### Information supplied
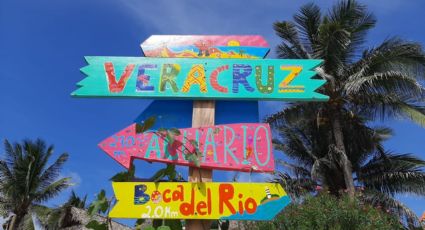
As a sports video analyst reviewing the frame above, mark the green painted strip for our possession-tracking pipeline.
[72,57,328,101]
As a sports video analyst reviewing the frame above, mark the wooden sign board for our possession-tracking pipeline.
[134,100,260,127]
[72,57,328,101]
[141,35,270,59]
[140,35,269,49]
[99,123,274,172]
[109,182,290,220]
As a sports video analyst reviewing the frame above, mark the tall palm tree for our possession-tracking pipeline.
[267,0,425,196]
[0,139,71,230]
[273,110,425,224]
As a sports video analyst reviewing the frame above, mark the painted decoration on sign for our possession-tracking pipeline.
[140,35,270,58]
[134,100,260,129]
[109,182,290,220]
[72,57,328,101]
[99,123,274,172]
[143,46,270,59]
...
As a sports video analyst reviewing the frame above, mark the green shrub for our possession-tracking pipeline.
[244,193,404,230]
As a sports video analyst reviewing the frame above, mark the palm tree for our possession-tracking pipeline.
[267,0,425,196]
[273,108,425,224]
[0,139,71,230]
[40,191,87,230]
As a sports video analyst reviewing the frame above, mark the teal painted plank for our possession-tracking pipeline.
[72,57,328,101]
...
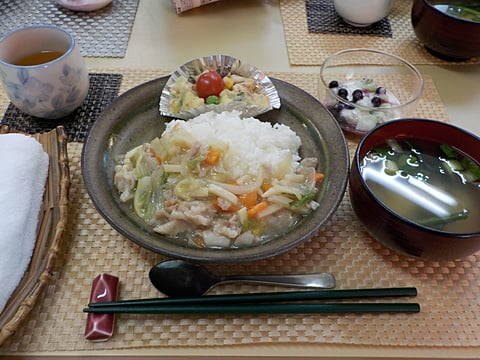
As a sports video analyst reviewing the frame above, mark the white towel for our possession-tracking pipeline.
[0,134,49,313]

### What you have to do
Write out the items from the line containing "board for our possession-tracking pipeline." through the line containing "[273,110,425,224]", including both of those lines.

### Answer to this exercise
As a sports video analyst reviewing the frame above, mark the wooden sign board for our possession-tracking pipeline.
[134,100,260,127]
[72,57,328,101]
[141,35,270,59]
[140,35,269,49]
[99,123,274,172]
[109,182,290,220]
As a sports video analyst reviewing the frame above, mark the tall palm tree for our possession-tracking pipeline.
[267,0,425,196]
[0,139,71,230]
[273,110,425,224]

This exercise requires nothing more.